START

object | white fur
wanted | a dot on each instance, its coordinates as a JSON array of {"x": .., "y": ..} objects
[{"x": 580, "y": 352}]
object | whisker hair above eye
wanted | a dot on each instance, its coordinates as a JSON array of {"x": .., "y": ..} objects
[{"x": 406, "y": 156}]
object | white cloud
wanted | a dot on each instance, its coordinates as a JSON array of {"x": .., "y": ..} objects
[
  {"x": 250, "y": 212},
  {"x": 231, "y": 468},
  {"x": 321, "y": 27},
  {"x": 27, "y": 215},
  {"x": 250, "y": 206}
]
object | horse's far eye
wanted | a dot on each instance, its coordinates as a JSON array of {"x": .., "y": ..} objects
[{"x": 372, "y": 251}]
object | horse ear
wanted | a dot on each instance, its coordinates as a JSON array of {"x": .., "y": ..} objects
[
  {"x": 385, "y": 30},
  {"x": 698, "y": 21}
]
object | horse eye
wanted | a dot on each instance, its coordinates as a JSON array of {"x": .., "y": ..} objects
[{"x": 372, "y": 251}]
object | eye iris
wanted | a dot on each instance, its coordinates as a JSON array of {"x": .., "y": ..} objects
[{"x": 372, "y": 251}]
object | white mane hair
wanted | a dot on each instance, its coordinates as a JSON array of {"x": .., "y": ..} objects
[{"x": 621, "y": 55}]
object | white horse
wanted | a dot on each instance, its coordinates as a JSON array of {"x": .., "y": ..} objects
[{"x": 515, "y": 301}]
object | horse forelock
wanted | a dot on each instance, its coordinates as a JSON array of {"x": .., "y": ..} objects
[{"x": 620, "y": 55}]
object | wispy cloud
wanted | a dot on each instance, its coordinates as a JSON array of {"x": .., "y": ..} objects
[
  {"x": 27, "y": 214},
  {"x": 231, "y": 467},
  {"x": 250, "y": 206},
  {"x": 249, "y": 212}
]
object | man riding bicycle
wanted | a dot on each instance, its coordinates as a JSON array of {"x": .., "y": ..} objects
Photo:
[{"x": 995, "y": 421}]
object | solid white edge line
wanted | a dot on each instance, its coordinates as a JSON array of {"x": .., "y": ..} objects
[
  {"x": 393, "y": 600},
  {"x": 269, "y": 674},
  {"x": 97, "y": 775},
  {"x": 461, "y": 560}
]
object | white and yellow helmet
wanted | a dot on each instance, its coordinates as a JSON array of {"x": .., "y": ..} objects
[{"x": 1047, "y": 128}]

END

**What you are asked to do**
Reproduce all of the material above line for line, without changing anything.

**Solved exercise**
object | white fur
wanted | a dot on each instance, its coordinates as a JSON array of {"x": .., "y": ..} objects
[{"x": 580, "y": 352}]
object | whisker hair above eye
wanted | a dot on each instance, its coordinates as a JSON array of {"x": .., "y": ..} objects
[{"x": 406, "y": 156}]
object | white cloud
wanted | a dot on each instance, its coordinates as a JSON array of {"x": .., "y": ..} objects
[
  {"x": 250, "y": 212},
  {"x": 231, "y": 468},
  {"x": 321, "y": 27},
  {"x": 27, "y": 215},
  {"x": 250, "y": 206}
]
object | horse's far eye
wanted | a dot on each instance, its coordinates as a JSON array of {"x": .., "y": ..} objects
[{"x": 372, "y": 251}]
object | horse ear
wanted | a dot on each instance, its coordinates as a JSON array of {"x": .., "y": ..} objects
[
  {"x": 385, "y": 30},
  {"x": 698, "y": 21}
]
object | horse eye
wanted | a dot on each instance, its coordinates as a JSON array of {"x": .., "y": ..} objects
[{"x": 372, "y": 251}]
object | eye iris
wanted | a dot on each instance, its coordinates as a JSON array of {"x": .., "y": ..} objects
[{"x": 372, "y": 251}]
object | white mane hair
wanted | a dot on each instance, its coordinates as a JSON array of {"x": .., "y": ..} objects
[{"x": 621, "y": 55}]
object | white horse
wanted | a dot on each instance, its coordinates as a JSON array of {"x": .., "y": ..} objects
[{"x": 515, "y": 301}]
object | horse forelock
wanted | a dot on each instance, its coordinates as a JSON array of {"x": .., "y": ..} objects
[{"x": 620, "y": 55}]
object | wispy cloud
wanted | a dot on each instance, its coordinates as a JSON array of {"x": .., "y": ..} objects
[
  {"x": 27, "y": 214},
  {"x": 231, "y": 467},
  {"x": 250, "y": 206},
  {"x": 249, "y": 212}
]
object | man riding bicycle
wanted | a dot on each instance, its coordinates as a JSON array of {"x": .., "y": ..} objects
Photo:
[{"x": 995, "y": 421}]
object | solid white edge line
wanted | a dot on each instance, its coordinates as a JSON array of {"x": .., "y": ..} objects
[
  {"x": 393, "y": 600},
  {"x": 269, "y": 674},
  {"x": 97, "y": 775},
  {"x": 461, "y": 560}
]
object | white and yellow helmet
wanted | a dot on each instance, its coordinates as a JSON array of {"x": .., "y": ..} objects
[{"x": 1047, "y": 128}]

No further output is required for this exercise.